_TEXT SECTION_.
== Segment start ==

Court of Chancery of Delaware, New Castle

December 22, 2017

Aloha Power Company, LLC
v.
Regenesis Power, LLC

          Date Submitted: September 29, 2017

         Dear Counsel:

         This post-trial Letter Opinion resolves the plaintiff's action to compel inspection or production of certain books and records. For the reasons that follow, the plaintiff is entitled to some, but not all, of the books and records it demands.

         I. BACKGROUND

         The facts stated herein reflect my findings based on the parties' stipulations, forty-two documentary exhibits, and the testimony of one live witness during trial on August 3, 2017. I grant the evidence the weight and credibility that I find it deserves.[1]

         Plaintiff Aloha Power Company, LLC ("Aloha") is a Delaware limited liability company founded in May 2006 by Dennis Marini.[2] Defendant Regenesis Power, LLC ("Regenesis" or the "Company") is a Delaware limited liability company founded in May 2006.[3] Aloha is a member of the Company.[4]

         Aloha seeks inspection of the Company's books and records under the Company's operating agreement (the "Operating Agreement")[5] and 6 Del. C. § 18-305 of the Delaware Limited Liability Company Act.[6] On September 24, 2015 and December 7, 2015, Aloha sent letters to Regenesis demanding inspection of the Company's books and records. On October 7, 2016, Aloha filed its Verified Amended Complaint for Inspection of Books and Records (the "Complaint").

         II. ANALYSIS

         Aloha seeks a host of books and records under the Operating Agreement.[7]

         The Operating Agreement requires the Company to produce and send certain books and records to members without the need for any demand, while other documents under the Operating Agreement require members to show a proper purpose for inspection. I address these two categories separately.

== Segment end ==

_WORK INSTRUCTION A_.
Answer these questions about the letter opinion:
(i) On what date was the trial held?
(ii) Who founded Aloha Power Company, LLC?
(iii) On what date did Aloha file its Verified Amended Complaint?
_WORK INSTRUCTION B_.
Reproduce the stretch of the letter opinion from "The Operating Agreement requires" through "two categories separately.".
None of the rows have any bearing on this material.

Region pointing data
== Segment start ==

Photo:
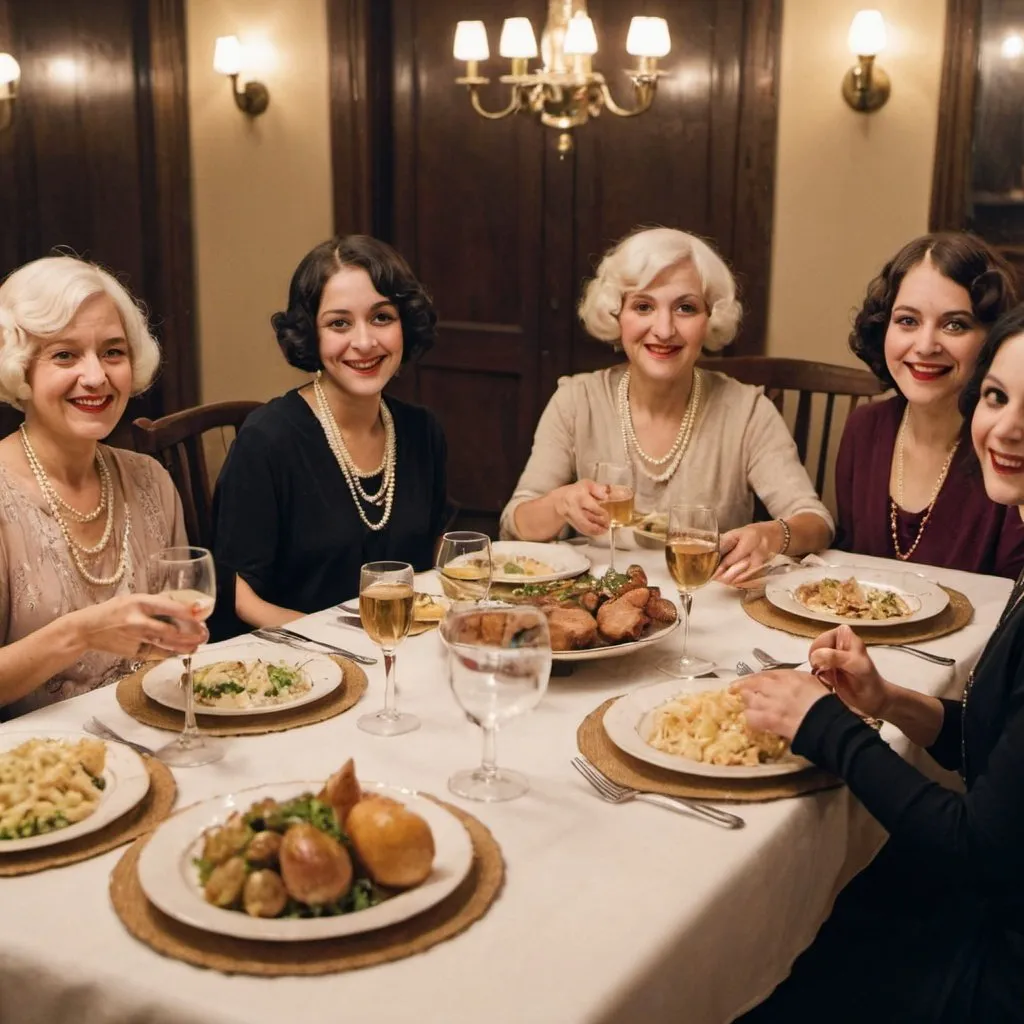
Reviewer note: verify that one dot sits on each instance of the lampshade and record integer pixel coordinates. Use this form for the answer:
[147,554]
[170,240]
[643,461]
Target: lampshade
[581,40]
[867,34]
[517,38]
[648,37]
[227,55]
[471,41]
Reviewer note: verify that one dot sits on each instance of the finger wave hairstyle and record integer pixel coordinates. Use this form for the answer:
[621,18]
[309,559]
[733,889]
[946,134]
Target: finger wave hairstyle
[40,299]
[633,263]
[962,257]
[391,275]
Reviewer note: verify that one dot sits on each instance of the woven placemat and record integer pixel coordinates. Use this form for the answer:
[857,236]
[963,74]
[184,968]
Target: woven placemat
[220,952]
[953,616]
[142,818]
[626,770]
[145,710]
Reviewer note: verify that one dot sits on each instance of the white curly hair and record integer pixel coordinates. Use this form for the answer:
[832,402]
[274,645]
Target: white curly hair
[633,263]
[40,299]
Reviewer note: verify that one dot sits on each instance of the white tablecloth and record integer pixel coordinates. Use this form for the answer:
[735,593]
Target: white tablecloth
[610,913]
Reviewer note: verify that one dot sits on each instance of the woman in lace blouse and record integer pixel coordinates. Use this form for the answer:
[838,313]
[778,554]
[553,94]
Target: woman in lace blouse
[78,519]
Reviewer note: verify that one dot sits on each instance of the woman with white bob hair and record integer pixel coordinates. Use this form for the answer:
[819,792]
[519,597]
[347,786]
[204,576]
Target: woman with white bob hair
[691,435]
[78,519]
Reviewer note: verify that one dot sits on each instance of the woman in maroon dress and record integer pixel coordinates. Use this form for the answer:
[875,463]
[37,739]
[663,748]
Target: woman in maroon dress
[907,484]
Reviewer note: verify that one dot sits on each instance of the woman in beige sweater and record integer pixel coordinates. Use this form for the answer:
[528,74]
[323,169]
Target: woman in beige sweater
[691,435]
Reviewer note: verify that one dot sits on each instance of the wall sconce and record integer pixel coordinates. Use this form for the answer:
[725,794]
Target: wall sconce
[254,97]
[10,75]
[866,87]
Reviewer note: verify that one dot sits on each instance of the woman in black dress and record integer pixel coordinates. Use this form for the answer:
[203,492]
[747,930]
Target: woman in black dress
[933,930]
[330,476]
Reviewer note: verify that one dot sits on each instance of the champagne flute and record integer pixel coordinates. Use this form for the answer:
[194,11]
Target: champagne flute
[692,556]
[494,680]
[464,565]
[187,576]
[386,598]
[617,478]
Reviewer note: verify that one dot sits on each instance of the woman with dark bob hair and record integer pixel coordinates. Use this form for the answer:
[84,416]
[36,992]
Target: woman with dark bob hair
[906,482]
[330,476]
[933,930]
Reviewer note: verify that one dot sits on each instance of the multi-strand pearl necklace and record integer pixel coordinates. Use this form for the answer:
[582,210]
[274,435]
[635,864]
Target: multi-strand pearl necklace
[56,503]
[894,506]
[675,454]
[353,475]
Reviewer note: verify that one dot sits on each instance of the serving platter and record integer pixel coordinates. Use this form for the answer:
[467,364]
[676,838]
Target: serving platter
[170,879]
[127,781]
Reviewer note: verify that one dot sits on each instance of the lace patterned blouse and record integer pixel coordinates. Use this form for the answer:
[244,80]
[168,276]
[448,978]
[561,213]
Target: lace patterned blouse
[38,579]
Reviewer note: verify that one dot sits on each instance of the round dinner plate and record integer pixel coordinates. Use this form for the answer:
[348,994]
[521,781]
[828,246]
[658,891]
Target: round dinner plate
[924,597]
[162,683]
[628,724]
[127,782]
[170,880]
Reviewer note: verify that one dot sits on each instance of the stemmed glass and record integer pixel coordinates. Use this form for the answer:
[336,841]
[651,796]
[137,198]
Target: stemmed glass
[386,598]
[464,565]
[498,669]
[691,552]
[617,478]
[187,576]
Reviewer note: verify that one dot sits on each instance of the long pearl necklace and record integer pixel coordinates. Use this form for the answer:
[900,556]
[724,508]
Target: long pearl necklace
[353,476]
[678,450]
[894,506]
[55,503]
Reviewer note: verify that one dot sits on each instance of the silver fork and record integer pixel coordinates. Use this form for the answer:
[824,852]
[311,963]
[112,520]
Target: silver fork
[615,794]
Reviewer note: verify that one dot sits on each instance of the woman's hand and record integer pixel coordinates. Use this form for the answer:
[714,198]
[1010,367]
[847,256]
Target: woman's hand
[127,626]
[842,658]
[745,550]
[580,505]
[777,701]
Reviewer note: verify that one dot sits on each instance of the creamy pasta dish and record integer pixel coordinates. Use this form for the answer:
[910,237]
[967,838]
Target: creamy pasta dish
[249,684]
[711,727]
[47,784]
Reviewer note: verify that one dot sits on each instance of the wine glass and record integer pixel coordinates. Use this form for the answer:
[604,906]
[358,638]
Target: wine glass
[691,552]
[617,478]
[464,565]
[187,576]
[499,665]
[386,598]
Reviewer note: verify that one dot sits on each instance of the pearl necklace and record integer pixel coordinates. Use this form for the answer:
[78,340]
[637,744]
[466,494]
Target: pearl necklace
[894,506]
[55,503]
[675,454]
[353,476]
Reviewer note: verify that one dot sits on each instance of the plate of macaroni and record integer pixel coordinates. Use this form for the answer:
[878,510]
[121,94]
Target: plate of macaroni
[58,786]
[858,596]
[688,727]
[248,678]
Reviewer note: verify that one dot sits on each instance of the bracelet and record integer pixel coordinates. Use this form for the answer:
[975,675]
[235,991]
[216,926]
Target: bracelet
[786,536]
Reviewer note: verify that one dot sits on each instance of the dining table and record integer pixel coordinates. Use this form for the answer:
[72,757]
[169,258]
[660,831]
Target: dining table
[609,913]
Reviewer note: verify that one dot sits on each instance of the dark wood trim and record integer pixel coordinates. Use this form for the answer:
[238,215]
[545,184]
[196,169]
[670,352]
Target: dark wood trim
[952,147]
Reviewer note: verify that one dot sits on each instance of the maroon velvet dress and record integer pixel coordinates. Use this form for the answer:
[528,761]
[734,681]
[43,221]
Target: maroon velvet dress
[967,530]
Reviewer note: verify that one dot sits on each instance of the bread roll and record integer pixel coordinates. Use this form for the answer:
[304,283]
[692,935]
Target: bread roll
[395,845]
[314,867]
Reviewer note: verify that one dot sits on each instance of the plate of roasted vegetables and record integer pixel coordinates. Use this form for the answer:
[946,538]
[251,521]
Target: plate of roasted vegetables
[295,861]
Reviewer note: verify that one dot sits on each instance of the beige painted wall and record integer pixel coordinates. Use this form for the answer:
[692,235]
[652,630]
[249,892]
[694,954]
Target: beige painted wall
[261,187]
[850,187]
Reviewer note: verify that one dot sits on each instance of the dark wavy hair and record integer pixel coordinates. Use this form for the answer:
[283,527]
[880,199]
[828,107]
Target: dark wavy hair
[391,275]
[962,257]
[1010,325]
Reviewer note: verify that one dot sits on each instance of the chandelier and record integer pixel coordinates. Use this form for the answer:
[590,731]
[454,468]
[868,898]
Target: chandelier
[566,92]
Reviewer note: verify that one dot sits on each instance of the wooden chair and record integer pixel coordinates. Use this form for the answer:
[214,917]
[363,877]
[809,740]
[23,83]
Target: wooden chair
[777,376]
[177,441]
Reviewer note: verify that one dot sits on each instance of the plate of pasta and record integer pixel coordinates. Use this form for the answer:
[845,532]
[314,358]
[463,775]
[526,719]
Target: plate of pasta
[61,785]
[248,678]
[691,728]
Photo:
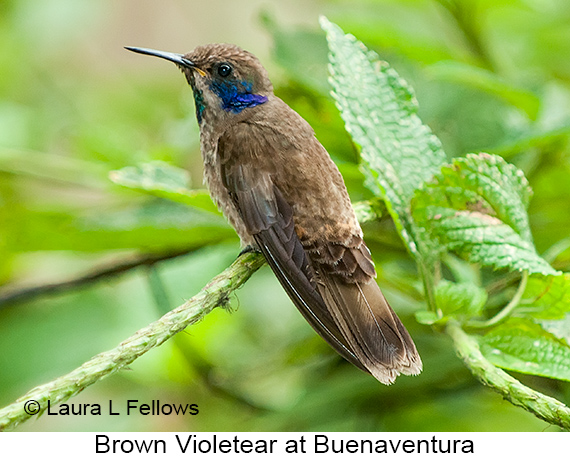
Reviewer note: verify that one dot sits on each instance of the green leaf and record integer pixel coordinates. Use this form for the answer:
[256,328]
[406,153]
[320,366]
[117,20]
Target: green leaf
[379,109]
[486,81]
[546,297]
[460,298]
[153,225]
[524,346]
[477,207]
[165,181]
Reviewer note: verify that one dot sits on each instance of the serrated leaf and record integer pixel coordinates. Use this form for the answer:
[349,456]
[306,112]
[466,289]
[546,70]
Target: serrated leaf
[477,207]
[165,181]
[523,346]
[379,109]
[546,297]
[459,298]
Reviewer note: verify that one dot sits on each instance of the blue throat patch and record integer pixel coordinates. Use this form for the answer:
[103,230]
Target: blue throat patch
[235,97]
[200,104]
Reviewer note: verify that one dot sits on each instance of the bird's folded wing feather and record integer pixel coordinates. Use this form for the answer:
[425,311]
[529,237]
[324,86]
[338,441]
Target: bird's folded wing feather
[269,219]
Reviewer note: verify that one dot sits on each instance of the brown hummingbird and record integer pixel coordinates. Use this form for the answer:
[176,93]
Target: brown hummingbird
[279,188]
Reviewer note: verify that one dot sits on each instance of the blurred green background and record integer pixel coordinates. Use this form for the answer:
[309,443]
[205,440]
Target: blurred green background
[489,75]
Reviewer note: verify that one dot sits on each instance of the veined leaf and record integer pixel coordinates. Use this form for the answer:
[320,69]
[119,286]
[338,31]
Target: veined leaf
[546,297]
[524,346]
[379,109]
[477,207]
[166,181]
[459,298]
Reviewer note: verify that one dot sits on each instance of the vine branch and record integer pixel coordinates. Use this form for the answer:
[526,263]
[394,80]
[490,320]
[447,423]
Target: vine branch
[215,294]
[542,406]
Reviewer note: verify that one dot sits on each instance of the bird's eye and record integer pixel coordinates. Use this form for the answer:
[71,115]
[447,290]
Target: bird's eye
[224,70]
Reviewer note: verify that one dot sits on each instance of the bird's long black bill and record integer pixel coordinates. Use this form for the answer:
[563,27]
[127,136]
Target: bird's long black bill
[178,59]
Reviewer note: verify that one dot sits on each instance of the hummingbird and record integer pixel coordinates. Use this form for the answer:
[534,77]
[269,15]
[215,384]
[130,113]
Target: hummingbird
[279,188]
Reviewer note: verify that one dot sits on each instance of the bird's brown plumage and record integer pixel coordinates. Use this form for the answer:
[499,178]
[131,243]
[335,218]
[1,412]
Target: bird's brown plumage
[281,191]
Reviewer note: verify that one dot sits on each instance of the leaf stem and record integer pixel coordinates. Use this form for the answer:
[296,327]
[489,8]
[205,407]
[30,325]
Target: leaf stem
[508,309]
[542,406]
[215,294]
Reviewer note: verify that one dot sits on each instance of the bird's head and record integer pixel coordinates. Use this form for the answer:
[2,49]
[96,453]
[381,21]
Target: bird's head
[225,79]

== Segment end ==

_WORKED SOLUTION A_.
(i) August 3, 2017
(ii) Dennis Marini
(iii) October 7, 2016

_WORKED SOLUTION B_.
The Operating Agreement requires the Company to produce and send certain books and records to members without the need for any demand, while other documents under the Operating Agreement require members to show a proper purpose for inspection. I address these two categories separately.